Background: CLN2 disease (Neuronal Ceroid Lipofuscinosis Type 2), or Late-Infantile Neuronal Ceroid Lipofuscinosis (LINCL), is an ultra-rare, neurodegenerative lysosomal storage disease, caused by an enzyme deficiency of tripeptidyl peptidase 1 (TPP1). Lack of disease awareness and the non-specificity of presenting symptoms often leads to delayed diagnosis. These guidelines provide robust evidence-based, expert-agreed recommendations on the risks/benefits of disease-modifying treatments and the medical interventions used to manage this condition.
Methods: An expert mapping tool process was developed ranking multidisciplinary professionals, with knowledge of CLN2 disease, diagnostic or management experience of CLN2 disease, or family support professionals. Individuals were sequentially approached to identify two chairs, ensuring that the process was transparent and unbiased. A systematic literature review of published evidence using PRISMA (Preferred Reporting Items for Systematic Reviews and Meta-Analyses) guidance was independently and simultaneously conducted to develop key statements based upon the strength of the publications. Clinical care statements formed the basis of an international modified Delphi consensus determination process using the virtual meeting (Within3) online platform which requested experts to agree or disagree with any changes. Statements reaching the consensus mark became the guiding statements within this manuscript, which were subsequently assessed against the Appraisal of Guidelines for Research and Evaluation (AGREEII) criteria.
Results: Twenty-one international experts from 7 different specialities, including a patient advocate, were identified. Fifty-three guideline statements were developed covering 13 domains: General Description and Statements, Diagnostics, Clinical Recommendations and Management, Assessments, Interventions and Treatment, Additional Care Considerations, Social Care Considerations, Pain Management, Epilepsy / Seizures, Nutritional Care Interventions, Respiratory Health, Sleep and Rest, and End of Life Care. Consensus was reached after a single round of voting, with one exception which was revised, and agreed by 100% of the SC and achieved 80% consensus in the second voting round. The overall AGREE II assessment score obtained for the development of the guidelines was 5.7 (where 1 represents the lowest quality, and 7 represents the highest quality).
Conclusion: This program provides robust evidence- and consensus-driven guidelines that can be used by all healthcare professionals involved in the management of patients with CLN2 disease. This addresses the clinical need to complement other information available.

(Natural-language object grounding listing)
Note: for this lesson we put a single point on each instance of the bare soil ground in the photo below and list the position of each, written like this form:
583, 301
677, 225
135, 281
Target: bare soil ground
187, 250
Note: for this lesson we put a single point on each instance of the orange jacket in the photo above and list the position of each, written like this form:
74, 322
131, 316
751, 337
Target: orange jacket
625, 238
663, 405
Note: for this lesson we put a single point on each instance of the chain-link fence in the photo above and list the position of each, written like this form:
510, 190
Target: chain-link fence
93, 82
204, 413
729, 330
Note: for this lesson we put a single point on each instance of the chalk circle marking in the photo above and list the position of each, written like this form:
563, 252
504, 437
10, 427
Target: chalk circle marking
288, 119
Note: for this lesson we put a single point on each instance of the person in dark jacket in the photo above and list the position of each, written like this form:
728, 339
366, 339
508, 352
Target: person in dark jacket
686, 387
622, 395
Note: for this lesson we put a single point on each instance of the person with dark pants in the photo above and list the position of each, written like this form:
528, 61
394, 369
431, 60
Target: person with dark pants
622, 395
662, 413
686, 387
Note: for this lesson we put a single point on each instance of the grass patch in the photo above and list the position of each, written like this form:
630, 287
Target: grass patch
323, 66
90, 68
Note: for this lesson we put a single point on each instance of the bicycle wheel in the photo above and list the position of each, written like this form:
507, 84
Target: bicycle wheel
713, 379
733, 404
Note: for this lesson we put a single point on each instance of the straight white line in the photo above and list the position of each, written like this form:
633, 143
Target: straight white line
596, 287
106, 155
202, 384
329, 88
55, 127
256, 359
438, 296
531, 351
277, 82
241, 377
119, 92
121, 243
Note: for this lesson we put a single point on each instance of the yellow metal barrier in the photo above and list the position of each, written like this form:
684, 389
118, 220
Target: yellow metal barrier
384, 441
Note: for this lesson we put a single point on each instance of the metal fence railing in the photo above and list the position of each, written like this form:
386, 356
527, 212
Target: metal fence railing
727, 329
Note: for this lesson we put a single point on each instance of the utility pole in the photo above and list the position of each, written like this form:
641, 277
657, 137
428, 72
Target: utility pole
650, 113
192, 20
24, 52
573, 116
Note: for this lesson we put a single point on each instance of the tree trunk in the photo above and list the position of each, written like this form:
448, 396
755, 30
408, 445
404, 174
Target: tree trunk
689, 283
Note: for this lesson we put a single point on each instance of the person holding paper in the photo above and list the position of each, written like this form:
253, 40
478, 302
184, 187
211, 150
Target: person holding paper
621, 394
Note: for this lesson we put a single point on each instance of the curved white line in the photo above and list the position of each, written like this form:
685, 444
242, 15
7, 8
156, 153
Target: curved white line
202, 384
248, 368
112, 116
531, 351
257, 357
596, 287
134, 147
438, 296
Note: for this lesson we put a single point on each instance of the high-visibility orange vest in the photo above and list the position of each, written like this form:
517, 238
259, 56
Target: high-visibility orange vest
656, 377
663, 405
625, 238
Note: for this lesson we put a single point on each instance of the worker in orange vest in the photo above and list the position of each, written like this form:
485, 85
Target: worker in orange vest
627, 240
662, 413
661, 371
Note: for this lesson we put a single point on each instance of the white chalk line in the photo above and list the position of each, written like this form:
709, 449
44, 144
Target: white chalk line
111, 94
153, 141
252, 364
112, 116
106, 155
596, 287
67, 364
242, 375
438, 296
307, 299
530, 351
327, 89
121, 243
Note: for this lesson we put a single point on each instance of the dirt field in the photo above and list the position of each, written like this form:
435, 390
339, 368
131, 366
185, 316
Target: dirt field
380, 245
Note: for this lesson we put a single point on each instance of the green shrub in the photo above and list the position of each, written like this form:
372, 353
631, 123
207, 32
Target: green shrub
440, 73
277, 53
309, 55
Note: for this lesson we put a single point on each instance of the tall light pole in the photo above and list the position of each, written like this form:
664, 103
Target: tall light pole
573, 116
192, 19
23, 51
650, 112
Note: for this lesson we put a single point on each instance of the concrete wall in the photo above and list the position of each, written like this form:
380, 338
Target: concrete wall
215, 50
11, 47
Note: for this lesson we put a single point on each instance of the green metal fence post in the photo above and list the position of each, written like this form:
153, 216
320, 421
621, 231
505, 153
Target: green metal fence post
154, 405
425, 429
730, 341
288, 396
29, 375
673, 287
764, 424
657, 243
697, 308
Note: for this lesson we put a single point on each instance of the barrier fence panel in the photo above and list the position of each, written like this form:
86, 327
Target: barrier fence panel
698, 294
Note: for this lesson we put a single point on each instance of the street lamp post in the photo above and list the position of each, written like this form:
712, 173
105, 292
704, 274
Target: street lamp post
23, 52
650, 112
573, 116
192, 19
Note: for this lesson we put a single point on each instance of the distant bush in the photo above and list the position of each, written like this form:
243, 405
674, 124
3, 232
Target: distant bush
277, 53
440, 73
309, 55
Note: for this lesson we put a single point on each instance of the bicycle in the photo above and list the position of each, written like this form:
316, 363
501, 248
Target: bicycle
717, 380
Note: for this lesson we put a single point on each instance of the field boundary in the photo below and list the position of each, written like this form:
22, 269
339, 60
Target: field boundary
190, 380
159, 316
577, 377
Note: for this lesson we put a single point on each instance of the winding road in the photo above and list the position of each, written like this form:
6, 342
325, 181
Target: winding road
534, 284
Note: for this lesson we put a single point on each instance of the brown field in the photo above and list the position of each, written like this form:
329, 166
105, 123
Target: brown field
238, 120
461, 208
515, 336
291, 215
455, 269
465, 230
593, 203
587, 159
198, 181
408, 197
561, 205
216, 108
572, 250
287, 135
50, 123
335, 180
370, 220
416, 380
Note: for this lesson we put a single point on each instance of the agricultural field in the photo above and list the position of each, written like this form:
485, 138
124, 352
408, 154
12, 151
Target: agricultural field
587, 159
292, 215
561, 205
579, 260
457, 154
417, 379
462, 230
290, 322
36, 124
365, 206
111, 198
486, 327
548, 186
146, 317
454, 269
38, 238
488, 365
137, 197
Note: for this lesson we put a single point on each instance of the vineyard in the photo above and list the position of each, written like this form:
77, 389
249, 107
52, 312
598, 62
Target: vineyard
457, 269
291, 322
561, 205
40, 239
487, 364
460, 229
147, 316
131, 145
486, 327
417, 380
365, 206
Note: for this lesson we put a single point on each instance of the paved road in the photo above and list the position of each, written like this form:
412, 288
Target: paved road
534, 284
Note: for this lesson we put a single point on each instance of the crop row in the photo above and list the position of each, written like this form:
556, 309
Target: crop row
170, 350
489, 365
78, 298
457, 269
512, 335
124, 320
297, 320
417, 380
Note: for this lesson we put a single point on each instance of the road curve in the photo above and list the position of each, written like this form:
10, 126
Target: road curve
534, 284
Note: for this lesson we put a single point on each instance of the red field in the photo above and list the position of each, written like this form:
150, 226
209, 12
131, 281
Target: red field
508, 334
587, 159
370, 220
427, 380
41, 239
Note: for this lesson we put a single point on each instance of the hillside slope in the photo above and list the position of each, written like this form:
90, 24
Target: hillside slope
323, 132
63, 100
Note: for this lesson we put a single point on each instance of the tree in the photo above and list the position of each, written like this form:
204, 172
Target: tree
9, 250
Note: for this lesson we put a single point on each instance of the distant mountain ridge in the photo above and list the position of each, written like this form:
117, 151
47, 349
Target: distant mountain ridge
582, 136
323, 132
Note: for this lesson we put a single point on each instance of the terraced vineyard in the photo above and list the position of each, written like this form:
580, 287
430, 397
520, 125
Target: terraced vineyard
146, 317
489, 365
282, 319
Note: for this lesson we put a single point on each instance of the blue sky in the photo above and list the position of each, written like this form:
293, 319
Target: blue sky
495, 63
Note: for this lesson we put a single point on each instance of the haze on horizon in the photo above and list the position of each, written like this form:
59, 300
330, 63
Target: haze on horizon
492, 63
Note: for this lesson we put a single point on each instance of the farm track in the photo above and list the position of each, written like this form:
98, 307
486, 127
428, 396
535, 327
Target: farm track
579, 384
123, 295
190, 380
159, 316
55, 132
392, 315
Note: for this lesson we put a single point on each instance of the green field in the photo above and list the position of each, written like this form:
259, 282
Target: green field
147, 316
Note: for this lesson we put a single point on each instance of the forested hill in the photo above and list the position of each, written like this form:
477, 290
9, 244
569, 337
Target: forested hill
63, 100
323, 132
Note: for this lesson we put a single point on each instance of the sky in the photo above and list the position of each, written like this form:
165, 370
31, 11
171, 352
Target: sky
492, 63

*PROMPT*.
Set down, word for word, everything in the CLN2 disease abstract from "Results: Twenty-one international" down to "the highest quality).".

*SOLVED EXERCISE*.
Results: Twenty-one international experts from 7 different specialities, including a patient advocate, were identified. Fifty-three guideline statements were developed covering 13 domains: General Description and Statements, Diagnostics, Clinical Recommendations and Management, Assessments, Interventions and Treatment, Additional Care Considerations, Social Care Considerations, Pain Management, Epilepsy / Seizures, Nutritional Care Interventions, Respiratory Health, Sleep and Rest, and End of Life Care. Consensus was reached after a single round of voting, with one exception which was revised, and agreed by 100% of the SC and achieved 80% consensus in the second voting round. The overall AGREE II assessment score obtained for the development of the guidelines was 5.7 (where 1 represents the lowest quality, and 7 represents the highest quality).